Available records:
------------------------------------------------
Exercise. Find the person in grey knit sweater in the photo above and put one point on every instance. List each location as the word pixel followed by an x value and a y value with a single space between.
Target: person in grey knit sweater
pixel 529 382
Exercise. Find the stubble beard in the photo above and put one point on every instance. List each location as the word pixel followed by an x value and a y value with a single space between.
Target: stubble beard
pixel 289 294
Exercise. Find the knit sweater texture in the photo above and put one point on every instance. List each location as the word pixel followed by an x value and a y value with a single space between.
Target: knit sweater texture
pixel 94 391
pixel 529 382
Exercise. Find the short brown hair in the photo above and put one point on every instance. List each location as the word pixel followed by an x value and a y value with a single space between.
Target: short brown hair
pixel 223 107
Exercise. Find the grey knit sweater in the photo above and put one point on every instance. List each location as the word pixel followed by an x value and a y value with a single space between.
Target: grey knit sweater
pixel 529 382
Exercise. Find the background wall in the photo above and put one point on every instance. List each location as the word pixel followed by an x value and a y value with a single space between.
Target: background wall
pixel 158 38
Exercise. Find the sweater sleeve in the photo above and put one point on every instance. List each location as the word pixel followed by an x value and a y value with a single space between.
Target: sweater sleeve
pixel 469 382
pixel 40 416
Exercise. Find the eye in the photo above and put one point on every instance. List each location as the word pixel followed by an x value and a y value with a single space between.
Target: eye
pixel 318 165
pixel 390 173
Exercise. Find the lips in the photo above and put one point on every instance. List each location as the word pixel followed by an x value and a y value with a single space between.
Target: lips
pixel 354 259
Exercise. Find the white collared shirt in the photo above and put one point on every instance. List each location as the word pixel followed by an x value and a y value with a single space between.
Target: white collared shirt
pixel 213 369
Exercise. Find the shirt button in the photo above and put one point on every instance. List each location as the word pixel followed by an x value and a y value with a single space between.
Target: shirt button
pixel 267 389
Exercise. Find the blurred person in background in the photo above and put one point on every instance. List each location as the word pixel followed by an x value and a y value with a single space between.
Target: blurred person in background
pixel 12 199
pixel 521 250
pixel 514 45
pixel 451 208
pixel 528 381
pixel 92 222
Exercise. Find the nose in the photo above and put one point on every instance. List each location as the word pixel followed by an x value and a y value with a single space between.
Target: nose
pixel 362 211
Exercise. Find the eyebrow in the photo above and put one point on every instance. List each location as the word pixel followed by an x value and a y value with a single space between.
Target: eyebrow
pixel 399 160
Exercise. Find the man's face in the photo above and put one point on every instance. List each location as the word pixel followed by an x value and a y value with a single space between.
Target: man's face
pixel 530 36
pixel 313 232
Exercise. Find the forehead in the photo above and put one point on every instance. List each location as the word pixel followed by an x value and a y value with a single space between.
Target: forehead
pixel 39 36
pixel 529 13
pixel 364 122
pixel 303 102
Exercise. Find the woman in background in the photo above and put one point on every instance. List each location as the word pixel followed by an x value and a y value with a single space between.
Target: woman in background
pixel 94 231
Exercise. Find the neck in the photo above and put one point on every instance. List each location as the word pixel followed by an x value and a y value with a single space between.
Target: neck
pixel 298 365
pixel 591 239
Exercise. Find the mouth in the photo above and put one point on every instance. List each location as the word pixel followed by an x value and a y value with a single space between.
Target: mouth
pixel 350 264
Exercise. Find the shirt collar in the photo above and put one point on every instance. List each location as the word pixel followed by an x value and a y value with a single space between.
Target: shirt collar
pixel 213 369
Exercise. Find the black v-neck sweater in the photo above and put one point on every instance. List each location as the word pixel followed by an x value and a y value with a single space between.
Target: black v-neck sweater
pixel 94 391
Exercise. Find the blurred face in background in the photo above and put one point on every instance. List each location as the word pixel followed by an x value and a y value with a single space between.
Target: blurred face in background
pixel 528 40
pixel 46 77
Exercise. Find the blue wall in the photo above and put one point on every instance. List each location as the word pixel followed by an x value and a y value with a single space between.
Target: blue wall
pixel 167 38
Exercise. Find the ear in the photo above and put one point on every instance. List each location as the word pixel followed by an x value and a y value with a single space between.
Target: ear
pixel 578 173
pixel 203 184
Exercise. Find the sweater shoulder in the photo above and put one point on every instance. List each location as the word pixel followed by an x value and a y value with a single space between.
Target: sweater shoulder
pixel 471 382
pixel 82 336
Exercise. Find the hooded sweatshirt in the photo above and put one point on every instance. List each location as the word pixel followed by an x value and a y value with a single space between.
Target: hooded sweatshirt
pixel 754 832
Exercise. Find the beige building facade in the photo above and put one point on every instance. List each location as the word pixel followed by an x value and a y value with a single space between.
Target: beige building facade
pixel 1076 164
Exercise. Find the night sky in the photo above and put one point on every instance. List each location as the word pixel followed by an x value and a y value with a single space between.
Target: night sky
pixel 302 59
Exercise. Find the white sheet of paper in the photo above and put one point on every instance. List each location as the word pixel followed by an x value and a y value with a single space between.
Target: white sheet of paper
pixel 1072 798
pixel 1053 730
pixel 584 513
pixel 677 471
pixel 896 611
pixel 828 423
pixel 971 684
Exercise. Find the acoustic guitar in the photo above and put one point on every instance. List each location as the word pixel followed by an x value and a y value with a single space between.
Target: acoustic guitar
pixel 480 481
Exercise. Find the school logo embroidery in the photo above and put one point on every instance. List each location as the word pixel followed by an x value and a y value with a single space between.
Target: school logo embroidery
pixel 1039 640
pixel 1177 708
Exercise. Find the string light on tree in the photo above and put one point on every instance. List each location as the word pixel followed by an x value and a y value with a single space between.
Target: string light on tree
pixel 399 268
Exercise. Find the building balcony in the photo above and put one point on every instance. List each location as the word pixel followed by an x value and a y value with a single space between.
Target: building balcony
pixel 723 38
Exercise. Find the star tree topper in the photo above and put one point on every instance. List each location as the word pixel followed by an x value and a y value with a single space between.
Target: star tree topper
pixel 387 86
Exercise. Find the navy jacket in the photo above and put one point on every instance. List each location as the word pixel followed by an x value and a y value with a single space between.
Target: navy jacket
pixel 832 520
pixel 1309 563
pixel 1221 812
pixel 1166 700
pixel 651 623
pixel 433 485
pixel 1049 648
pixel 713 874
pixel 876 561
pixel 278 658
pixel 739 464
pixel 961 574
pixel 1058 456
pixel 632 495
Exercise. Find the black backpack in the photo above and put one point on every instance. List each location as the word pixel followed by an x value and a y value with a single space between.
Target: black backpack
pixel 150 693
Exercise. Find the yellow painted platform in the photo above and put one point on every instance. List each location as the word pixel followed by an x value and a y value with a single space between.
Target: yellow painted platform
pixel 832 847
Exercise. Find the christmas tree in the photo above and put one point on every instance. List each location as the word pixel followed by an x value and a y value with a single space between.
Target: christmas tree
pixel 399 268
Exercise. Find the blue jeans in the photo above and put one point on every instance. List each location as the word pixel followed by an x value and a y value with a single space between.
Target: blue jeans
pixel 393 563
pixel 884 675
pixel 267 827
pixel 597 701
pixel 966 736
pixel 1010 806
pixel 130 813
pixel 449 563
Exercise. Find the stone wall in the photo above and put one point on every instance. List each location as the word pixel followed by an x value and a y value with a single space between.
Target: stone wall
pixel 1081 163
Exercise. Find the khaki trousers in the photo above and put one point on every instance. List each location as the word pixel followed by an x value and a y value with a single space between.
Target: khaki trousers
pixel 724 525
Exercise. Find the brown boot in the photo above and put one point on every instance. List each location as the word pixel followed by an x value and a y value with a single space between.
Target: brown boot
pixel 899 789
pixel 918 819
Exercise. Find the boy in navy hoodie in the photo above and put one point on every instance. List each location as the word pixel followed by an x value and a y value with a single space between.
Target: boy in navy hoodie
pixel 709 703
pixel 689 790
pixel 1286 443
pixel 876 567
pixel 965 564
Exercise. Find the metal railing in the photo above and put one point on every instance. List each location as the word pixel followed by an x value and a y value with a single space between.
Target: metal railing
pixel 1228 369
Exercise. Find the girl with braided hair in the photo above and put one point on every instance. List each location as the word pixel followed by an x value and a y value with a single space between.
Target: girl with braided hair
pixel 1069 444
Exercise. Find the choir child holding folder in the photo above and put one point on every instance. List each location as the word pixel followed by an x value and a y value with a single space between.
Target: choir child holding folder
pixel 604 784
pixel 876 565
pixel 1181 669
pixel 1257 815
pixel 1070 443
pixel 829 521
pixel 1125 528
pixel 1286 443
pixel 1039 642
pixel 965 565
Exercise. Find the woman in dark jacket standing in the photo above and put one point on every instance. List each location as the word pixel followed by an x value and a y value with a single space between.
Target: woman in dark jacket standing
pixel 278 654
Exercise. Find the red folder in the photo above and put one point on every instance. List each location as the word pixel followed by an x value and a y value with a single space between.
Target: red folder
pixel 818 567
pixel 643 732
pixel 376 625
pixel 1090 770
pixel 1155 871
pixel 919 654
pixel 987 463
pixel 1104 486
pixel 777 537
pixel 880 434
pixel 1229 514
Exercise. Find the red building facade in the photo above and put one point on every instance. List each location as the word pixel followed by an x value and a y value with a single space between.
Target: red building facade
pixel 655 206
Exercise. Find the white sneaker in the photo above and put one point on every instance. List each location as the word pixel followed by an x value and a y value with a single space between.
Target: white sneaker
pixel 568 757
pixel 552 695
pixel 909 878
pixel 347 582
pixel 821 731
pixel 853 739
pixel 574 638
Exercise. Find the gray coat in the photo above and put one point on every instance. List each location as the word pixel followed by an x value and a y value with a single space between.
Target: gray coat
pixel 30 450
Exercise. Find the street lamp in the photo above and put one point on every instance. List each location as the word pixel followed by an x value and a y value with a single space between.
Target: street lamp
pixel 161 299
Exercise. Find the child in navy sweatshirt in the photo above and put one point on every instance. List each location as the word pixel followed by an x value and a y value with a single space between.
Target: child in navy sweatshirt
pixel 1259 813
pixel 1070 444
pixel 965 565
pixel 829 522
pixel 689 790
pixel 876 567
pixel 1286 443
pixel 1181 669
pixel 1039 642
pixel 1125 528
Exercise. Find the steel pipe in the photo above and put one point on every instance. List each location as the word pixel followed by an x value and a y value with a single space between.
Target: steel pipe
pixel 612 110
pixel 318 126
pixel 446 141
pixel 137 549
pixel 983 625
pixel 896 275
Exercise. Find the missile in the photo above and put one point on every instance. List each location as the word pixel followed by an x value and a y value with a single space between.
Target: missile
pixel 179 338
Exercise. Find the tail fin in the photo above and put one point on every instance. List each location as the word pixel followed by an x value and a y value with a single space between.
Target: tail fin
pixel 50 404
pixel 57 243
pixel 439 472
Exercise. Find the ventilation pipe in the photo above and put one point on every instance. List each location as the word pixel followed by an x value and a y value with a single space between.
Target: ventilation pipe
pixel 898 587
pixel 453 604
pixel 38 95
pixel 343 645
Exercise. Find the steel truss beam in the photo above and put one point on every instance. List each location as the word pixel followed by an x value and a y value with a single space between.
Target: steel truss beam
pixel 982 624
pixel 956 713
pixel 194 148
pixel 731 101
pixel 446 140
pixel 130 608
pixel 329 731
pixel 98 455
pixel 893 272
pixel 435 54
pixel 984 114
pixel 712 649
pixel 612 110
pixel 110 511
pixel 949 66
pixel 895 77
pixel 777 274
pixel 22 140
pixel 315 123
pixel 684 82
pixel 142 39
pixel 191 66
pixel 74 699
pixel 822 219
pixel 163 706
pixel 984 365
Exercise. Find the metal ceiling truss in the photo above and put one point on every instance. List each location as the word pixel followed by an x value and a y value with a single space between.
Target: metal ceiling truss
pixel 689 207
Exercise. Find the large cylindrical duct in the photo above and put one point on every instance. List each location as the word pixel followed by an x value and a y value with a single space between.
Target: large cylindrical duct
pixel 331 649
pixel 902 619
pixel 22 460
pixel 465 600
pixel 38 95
------------------------------------------------
About this exercise:
Look above for the line with "Target: child in navy sweatshirt"; retype exactly that line, every line after it up to the line with "Exercise. Find the ventilation", and that line too, nothing else.

Finished task:
Target: child in navy sweatshirt
pixel 1259 813
pixel 1070 444
pixel 965 565
pixel 829 522
pixel 689 790
pixel 876 567
pixel 1286 443
pixel 1181 669
pixel 1039 642
pixel 1125 528
Exercise. Find the steel pipe in the photo above and put one point on every instance. List each location as the word pixel followed by an x value and a y value with a single space between.
Target: steel pipe
pixel 612 110
pixel 318 126
pixel 446 141
pixel 137 549
pixel 983 625
pixel 896 275
Exercise. Find the missile in the photo above and put one point on every instance. List each location as the word pixel followed by an x value and a y value with a single space between.
Target: missile
pixel 179 338
Exercise. Find the tail fin in the photo above and put one point on every instance. List each location as the word pixel followed by an x value and a y value with a single space between.
Target: tail fin
pixel 50 404
pixel 57 243
pixel 439 472
Exercise. Find the ventilation pipe in the photo above and put one point on every instance. List each location as the word pixel followed by an x value and a y value with a single space between.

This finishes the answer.